===== ТЕКСТ
Читаем Апостол свободы полностью

На этот раз Левский ехал не через Тырну-Мыгуреле и Никополь, а через Джурджу и Русе. Он хотел проложить второй канал связи с Болгарией. В Русе успел побывать Христо Большой, который к этому времени уже перебрался в Тырново; в Русе активно действовало читалиште, здесь было немало молодых патриотов, здесь же жила неустрашимая баба Тонка: в Русе была благоприятная почва для той работы, которую намеревался вести Левский.

Уже в самом начале этой своей третьей поездки Левский поспешил в Ловеч, для чего у него имелись веские причины. Он понял, что живущие в Румынии эмигранты ничем ему не помогут, и решил создавать внутреннюю организацию в одиночку, если придется. Ему был нужен свой центр. Живописный городок на реке Осым как нельзя лучше подходил для этой цели. По своему географическому положению он стоял на путях к Дунаю и Фракии, а люди, вступившие в Ловечский комитет, произвели на него самое благоприятное впечатление. Многие из них пользовались полной поддержкой семьи и близких, а это означало, что у них он найдет надежное убежище. Сестра Марина Поплуканова, Величка Хашнова, жила на узкой улочке недалеко от церкви, в которой служил ее отец, поп Лукан; по другую сторону Хисара, в болгарском квартале Дрыстене жили Никола и Мария Сирковы, а над ними на крутизне висел как ласточкино гнездо дом Христо Цонева по прозвищу Латинец, который приходился Большому двоюродным братом. По дороге от Лукановых до Дрыстене было неблизко, но дорога шла вдоль берега реки; стоило же Левскому свернуть на крутую тропку, от Сирковых и мимо Латинца можно было подняться на вершину Хисара и спуститься к церкви св. Богородицы за несколько минут.
==========
### ЗАДАЧА 1:
Найдите в записях все строки, где встречается слово «dark», и выпишите их.
Текст о Левском и записи между собой не связаны.
===== ДАННЫЕ УПРАЖНЕНИЯ
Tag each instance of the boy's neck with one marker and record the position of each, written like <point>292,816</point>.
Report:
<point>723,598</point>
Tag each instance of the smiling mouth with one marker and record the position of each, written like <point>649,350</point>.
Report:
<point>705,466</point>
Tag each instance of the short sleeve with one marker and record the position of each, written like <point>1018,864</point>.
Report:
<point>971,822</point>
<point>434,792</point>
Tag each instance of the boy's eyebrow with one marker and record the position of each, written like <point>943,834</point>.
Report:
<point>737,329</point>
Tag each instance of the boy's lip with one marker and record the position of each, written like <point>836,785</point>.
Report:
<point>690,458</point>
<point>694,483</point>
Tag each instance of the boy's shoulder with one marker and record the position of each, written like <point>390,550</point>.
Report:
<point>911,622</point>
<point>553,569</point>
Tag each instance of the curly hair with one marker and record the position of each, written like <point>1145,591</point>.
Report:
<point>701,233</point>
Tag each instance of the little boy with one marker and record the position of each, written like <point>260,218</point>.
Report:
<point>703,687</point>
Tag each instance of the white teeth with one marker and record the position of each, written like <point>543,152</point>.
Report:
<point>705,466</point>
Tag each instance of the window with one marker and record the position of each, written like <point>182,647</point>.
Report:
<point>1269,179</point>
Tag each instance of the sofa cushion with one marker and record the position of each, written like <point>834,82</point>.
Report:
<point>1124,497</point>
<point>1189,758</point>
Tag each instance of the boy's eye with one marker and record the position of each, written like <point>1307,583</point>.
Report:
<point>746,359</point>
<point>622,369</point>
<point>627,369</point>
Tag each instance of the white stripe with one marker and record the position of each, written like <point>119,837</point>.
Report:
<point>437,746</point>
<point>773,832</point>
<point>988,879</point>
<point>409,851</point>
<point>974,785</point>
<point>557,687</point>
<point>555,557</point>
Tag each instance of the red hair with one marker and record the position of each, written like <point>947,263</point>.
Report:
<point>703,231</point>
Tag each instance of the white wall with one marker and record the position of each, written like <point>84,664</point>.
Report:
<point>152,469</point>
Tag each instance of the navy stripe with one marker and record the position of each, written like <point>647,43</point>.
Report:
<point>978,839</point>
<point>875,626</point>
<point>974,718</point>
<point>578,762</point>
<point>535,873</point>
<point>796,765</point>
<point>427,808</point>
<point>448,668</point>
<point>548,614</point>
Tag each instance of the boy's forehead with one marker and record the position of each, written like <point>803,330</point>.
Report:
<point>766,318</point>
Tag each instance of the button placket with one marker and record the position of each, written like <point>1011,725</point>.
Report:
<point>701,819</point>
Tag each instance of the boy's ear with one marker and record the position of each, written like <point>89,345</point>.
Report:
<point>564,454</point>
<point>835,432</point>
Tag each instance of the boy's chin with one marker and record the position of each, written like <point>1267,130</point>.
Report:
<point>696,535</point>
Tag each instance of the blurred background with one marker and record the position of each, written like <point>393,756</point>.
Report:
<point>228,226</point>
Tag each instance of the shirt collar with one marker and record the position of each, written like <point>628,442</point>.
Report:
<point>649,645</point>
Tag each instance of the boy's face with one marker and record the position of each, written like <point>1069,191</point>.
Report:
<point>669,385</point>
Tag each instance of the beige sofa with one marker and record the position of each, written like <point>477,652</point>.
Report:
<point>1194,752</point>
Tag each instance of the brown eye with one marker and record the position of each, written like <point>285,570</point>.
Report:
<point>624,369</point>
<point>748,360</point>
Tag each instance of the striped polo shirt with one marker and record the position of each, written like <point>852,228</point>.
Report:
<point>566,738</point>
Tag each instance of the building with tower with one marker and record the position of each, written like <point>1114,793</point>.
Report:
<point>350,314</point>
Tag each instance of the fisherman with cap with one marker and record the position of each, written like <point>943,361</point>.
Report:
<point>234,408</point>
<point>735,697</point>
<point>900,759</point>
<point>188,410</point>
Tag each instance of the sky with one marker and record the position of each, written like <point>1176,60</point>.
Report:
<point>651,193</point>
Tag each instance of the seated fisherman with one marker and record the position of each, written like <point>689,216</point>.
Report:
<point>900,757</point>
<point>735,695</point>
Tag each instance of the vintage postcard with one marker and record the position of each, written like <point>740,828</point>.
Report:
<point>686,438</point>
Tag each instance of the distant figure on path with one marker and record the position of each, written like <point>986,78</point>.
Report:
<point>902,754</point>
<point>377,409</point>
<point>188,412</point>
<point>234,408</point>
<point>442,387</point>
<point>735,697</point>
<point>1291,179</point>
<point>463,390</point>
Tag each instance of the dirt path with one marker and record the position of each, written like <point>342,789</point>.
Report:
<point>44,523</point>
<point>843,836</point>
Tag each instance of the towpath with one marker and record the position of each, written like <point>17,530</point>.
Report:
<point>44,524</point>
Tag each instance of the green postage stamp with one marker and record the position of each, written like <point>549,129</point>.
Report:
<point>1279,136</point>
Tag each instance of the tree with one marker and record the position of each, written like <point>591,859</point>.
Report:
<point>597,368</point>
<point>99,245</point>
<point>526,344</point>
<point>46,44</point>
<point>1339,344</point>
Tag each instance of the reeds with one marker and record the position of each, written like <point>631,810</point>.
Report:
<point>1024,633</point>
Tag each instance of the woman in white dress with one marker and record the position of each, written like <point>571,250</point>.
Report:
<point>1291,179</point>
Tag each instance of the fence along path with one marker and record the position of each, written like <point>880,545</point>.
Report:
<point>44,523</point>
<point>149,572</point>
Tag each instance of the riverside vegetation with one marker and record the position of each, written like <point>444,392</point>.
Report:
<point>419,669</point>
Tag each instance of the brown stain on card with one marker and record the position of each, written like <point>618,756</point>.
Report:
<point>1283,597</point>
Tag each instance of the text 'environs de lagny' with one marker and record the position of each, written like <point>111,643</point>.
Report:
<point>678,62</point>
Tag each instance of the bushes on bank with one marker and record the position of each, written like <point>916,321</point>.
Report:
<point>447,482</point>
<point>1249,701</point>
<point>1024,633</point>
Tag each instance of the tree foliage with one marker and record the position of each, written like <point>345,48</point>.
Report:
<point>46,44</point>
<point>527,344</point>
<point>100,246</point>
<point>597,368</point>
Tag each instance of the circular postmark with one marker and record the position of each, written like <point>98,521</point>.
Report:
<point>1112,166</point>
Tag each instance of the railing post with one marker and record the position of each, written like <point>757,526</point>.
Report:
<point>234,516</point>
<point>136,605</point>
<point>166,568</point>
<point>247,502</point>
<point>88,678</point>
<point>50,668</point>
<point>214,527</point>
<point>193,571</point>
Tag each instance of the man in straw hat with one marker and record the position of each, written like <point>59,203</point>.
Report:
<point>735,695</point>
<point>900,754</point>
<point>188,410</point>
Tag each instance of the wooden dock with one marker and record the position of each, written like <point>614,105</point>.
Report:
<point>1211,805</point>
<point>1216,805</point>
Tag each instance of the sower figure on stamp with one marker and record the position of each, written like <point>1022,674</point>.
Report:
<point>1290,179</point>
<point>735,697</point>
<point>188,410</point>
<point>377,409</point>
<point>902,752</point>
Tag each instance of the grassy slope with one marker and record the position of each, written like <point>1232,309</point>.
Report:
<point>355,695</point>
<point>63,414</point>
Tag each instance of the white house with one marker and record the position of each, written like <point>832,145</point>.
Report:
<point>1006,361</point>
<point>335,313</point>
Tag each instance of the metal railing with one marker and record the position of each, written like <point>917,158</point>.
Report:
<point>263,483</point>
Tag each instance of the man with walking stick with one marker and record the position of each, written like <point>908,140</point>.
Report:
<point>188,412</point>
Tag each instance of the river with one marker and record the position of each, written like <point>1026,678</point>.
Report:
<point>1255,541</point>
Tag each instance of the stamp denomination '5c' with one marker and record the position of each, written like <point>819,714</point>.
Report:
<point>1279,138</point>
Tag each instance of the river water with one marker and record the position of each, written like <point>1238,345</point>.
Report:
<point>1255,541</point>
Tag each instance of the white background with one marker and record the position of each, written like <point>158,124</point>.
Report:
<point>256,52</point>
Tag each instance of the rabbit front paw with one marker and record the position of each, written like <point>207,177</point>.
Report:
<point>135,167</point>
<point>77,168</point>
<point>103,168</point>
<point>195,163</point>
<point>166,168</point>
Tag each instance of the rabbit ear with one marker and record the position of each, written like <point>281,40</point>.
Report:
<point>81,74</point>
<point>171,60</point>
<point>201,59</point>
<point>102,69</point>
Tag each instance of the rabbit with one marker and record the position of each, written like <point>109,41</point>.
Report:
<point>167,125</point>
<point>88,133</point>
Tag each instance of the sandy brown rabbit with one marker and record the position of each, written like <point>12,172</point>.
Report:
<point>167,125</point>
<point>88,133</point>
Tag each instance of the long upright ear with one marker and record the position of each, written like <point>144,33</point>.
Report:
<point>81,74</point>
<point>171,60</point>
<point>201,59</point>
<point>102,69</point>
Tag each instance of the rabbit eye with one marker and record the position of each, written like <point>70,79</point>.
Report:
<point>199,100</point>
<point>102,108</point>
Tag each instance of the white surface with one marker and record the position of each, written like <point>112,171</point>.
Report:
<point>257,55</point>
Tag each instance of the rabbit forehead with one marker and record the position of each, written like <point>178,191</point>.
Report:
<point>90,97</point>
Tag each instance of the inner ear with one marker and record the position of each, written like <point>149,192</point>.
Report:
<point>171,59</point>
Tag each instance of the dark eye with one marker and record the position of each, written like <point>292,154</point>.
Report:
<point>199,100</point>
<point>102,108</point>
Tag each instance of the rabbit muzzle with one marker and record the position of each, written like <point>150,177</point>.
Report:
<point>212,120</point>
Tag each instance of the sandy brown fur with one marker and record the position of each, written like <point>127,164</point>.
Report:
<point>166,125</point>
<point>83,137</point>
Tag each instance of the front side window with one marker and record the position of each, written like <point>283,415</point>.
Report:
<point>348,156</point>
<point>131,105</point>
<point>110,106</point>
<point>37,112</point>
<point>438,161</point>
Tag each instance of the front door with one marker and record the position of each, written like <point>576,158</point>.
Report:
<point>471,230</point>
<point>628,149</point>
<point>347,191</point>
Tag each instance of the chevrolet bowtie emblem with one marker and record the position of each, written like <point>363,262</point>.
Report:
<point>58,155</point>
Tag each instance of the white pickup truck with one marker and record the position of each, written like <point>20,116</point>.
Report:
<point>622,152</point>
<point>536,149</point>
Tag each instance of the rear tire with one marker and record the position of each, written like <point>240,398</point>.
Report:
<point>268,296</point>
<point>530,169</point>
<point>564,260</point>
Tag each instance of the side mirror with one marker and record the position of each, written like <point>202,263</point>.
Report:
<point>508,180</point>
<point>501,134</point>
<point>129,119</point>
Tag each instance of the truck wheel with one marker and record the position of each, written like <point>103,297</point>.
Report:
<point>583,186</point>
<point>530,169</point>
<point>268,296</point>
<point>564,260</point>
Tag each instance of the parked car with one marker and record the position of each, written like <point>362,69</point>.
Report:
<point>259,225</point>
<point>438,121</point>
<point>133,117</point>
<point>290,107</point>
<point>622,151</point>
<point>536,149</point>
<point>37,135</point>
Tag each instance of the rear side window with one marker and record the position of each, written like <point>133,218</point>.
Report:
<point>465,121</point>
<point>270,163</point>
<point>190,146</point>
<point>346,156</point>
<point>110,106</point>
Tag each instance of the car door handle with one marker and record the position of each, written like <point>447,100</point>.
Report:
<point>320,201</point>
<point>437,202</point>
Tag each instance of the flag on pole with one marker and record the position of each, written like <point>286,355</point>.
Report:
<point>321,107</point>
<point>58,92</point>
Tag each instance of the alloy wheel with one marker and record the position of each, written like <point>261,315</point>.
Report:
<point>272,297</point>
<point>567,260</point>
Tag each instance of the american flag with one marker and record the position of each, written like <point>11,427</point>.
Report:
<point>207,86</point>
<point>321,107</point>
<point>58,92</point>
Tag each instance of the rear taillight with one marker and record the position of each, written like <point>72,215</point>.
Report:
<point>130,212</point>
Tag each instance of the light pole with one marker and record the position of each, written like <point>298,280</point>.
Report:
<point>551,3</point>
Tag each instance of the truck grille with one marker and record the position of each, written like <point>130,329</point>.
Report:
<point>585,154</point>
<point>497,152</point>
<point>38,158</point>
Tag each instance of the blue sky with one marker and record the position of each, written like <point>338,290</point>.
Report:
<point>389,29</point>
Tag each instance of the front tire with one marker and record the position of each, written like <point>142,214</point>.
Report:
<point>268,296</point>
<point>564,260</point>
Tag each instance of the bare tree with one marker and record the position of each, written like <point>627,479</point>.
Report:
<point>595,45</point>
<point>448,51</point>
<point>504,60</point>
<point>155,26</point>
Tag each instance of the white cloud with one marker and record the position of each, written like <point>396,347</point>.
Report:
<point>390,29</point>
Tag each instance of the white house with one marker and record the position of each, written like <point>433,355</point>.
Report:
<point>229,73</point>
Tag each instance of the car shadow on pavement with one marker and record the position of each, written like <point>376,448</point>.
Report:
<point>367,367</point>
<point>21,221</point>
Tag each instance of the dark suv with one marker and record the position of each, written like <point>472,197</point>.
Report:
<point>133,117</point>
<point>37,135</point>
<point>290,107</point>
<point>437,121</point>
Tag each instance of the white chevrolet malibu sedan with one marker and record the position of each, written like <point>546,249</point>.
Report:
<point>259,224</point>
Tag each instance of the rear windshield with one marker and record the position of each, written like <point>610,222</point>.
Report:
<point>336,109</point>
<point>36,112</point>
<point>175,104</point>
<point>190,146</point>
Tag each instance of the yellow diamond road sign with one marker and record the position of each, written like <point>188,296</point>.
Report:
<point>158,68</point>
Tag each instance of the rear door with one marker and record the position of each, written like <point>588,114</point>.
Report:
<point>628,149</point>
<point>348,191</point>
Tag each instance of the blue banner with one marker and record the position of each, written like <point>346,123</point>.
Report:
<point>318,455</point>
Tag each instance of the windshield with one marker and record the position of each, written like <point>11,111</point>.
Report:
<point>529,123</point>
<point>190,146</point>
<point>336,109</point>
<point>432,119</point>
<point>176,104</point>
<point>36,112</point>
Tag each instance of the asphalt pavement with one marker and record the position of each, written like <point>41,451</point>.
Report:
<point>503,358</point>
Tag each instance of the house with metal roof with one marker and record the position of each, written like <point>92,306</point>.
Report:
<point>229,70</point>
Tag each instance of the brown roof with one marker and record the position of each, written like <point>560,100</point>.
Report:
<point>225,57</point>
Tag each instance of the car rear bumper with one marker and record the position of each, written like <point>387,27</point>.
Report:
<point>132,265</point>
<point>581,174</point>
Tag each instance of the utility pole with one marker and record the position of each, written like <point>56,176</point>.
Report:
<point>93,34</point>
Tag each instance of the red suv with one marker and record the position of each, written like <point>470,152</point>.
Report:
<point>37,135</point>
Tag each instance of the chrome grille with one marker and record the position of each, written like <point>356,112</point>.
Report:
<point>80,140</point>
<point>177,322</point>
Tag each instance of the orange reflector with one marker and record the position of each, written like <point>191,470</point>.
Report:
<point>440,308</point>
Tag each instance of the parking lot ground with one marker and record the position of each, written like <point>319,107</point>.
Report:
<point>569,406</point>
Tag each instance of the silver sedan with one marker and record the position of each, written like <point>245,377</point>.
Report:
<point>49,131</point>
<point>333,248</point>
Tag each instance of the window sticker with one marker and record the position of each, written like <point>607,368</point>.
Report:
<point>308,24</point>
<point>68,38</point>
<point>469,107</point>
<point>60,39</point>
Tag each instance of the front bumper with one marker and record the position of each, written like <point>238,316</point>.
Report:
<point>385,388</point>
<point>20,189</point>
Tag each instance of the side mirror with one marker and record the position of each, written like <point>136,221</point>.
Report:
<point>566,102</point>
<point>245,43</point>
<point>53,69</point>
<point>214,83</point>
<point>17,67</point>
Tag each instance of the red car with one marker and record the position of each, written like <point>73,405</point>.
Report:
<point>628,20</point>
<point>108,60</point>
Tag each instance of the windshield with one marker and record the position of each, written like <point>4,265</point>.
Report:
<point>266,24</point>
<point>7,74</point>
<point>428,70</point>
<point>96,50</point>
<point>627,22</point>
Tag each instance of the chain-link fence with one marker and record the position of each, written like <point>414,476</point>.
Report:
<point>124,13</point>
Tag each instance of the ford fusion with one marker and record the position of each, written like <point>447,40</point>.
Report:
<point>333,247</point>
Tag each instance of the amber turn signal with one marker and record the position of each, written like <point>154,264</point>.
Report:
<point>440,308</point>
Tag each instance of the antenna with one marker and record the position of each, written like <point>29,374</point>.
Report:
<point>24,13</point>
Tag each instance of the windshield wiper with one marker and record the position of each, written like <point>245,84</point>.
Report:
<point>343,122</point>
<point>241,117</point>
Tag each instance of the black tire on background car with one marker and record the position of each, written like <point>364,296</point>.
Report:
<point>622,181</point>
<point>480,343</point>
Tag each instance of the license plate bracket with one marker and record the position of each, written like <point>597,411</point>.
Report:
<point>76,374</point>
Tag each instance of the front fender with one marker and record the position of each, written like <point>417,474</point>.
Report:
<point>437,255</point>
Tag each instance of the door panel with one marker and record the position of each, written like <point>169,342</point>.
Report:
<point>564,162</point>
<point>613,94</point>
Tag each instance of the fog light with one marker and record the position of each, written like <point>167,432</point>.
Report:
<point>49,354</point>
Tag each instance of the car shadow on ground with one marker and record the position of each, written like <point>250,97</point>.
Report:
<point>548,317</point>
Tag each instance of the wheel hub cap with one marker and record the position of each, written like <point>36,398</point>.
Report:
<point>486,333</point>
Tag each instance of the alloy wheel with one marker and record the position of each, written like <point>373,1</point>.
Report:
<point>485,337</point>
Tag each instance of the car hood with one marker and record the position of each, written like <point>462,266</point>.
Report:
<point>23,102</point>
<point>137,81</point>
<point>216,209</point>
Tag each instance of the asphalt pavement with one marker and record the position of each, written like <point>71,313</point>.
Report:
==========
### ЗАДАЧА 2:
Верны ли по тексту о Левском утверждения: (a) в этот раз Левский ехал через Джурджу и Русе; (b) Левский рассчитывал на помощь эмигрантов, живущих в Румынии; (c) Христо Цонев по прозвищу Латинец был родным братом Большого? На каждое ответьте «да» или «нет» и приведите решающие слова текста дословно.

### ОТВЕТ 1:
Tag each instance of the dark eye with one marker and record the position of each, written like <point>292,154</point>.
Tag each instance of the dark suv with one marker and record the position of each, written like <point>472,197</point>.

### ОТВЕТ 2:
(a) Да: «На этот раз Левский ехал не через Тырну-Мыгуреле и Никополь, а через Джурджу и Русе».
(b) Нет: «Он понял, что живущие в Румынии эмигранты ничем ему не помогут».
(c) Нет: «который приходился Большому двоюродным братом».